[PASSAGE]:
______________________________
Clove Lakes Park is a public park in the Sunnyside neighborhood of Staten Island in New York City.

Clove Lakes Park has a rich natural history with valuable ecological assets and a few remnants of the past. Chief among them are the park's lakes and ponds, outcroppings of serpentine rocks, and Staten Island's largest living thing, a 119 ft tulip tree. Clove Lakes Park is home to many species of indigenous wildlife. Visitors can see fish such as black crappie, brown bullhead, bluegill, emerald shiner, pumpkinseed, largemouth bass, and carp; birds such as red-tailed hawk, belted kingfisher, double-crested cormorant, red-winged blackbird, Canada goose, heron, egret and mallard; as well as reptiles and amphibians, like the common snapping turtle, eastern painted turtle, red-eared slider, and occasionally even the red-backed salamander. The park is also home to mammals such as eastern gray squirrel, muskrat, eastern cottontail, and eastern chipmunk.
______________________________
[DATASET ENTRIES]:
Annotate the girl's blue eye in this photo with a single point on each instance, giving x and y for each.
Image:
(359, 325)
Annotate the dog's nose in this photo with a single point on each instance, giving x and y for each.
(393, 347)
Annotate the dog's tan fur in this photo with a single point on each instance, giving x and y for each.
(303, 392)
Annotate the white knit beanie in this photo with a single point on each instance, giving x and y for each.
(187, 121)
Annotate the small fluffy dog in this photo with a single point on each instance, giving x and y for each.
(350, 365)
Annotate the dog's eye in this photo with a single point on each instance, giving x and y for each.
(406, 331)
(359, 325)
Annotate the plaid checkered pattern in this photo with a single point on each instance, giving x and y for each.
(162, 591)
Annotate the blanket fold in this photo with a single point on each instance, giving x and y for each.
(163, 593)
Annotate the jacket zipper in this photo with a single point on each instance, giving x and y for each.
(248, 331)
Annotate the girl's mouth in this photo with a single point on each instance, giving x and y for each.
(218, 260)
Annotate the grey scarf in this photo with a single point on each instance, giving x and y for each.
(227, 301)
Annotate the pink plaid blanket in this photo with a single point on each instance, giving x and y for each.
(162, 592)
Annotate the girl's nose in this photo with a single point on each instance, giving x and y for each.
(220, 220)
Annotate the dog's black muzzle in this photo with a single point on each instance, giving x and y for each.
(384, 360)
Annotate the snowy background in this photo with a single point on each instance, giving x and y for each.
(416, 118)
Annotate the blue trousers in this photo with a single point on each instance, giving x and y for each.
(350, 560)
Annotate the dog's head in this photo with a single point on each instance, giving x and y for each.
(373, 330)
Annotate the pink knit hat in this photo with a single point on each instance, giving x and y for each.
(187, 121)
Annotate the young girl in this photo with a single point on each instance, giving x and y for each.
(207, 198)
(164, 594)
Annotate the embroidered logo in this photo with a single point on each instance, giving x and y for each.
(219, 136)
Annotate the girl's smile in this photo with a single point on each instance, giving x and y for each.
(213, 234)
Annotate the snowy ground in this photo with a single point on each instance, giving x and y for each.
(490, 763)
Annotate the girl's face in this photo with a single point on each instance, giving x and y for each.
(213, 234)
______________________________
[WORK REQUEST 1]:
From the Clove Lakes Park text, write out the part between "Clove Lakes Park has" and "and eastern chipmunk.", inclusive.
[WORK REQUEST 2]:
In the Clove Lakes Park text, what is named as Staten Island's largest living thing?

[EXPECTED OUTPUT 1]:
Clove Lakes Park has a rich natural history with valuable ecological assets and a few remnants of the past. Chief among them are the park's lakes and ponds, outcroppings of serpentine rocks, and Staten Island's largest living thing, a 119 ft tulip tree. Clove Lakes Park is home to many species of indigenous wildlife. Visitors can see fish such as black crappie, brown bullhead, bluegill, emerald shiner, pumpkinseed, largemouth bass, and carp; birds such as red-tailed hawk, belted kingfisher, double-crested cormorant, red-winged blackbird, Canada goose, heron, egret and mallard; as well as reptiles and amphibians, like the common snapping turtle, eastern painted turtle, red-eared slider, and occasionally even the red-backed salamander. The park is also home to mammals such as eastern gray squirrel, muskrat, eastern cottontail, and eastern chipmunk.

[EXPECTED OUTPUT 2]:
A 119 ft tulip tree.